The standard unit for luminance is cd/m², sometimes called “nits” in the display industry (1 nit = 1 cd/m²). In the U.S., you’ll also encounter foot-lamberts (fL), where 1 fL equals roughly 3.43 cd/m². Illuminance uses completely different units: lux (lx) internationally, or foot-candles in the U.S., where 1 foot-candle equals about 10.76 lux. Mixing these up is a common mistake that leads to meaningless readings, so make sure your instrument and your target match the quantity you actually need.

Equipment You’ll Need

The most straightforward tool is a spot luminance meter. These handheld devices look similar to a camera and use a single-lens-reflex optical system that lets you aim at a precise area on a surface. Through the viewfinder, you see exactly which spot you’re measuring. Professional models like the Konica Minolta LS-150 use sensors designed to match the spectral sensitivity of the human eye (known as the V(λ) function), so the reading reflects perceived brightness rather than raw photon counts. This matters because the eye is far more sensitive to green light than to red or blue, and a well-designed sensor accounts for that weighting.

For more complex tasks, imaging luminance meters (sometimes called imaging colorimeters) capture brightness data across an entire scene at once, producing a two-dimensional luminance map. These are common in automotive dashboard testing and large display evaluation, where you need to check uniformity across a whole surface rather than a single point.

If you don’t have a luminance meter, you can estimate luminance from a lux meter reading under controlled conditions, though accuracy suffers significantly. The math relies on assuming the surface emits light equally in all directions (a Lambertian emitter). You press the lux meter flat against the surface, read the illuminance value, and divide by pi (approximately 3.14) to get an estimate in cd/m². For example, a lux reading of 650 against a monitor yields roughly 207 cd/m². In practice, most screens are not truly Lambertian, so this shortcut can be off by 30% or more. It’s useful for ballpark figures, not precision work.

Measuring a Display Screen

Display luminance measurement is one of the most common applications, whether you’re calibrating a monitor for photo editing or verifying a TV’s HDR brightness claims. Start by warming up the display for at least 30 minutes. Cold screens produce lower, unstable readings that drift upward as the backlight and electronics reach thermal equilibrium.

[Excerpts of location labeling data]
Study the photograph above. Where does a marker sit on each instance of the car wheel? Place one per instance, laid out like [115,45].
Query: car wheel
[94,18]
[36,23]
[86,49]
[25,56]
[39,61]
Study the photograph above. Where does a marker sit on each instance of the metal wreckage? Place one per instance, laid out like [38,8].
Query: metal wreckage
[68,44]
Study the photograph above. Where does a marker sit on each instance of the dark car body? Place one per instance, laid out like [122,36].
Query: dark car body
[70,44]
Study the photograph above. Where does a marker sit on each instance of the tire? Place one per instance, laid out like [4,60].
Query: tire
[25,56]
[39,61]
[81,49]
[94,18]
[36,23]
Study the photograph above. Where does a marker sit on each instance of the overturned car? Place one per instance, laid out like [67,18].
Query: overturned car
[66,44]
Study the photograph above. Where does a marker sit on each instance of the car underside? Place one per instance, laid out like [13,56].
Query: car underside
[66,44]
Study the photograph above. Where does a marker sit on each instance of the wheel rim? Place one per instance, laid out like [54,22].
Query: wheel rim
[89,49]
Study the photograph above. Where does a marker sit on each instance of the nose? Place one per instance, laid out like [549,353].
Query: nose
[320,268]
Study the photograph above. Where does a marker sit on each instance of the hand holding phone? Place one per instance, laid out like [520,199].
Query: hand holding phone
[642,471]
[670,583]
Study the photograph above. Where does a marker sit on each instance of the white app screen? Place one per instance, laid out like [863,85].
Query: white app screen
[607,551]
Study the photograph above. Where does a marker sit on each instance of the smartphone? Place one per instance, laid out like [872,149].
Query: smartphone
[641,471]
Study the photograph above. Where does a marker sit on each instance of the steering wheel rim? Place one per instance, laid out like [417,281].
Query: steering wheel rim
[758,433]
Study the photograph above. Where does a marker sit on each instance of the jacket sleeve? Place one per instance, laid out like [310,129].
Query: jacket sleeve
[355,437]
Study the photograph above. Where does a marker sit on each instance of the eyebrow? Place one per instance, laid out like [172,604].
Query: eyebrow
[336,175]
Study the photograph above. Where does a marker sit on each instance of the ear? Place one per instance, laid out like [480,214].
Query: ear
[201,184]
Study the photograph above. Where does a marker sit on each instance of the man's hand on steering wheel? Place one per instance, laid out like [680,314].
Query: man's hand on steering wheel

_Aim of the task_. Set down word for word the passage of the luminance measurement text above, starting at the words containing "Display luminance measurement" and stopping after "reach thermal equilibrium.".

_Final answer_.
Display luminance measurement is one of the most common applications, whether you’re calibrating a monitor for photo editing or verifying a TV’s HDR brightness claims. Start by warming up the display for at least 30 minutes. Cold screens produce lower, unstable readings that drift upward as the backlight and electronics reach thermal equilibrium.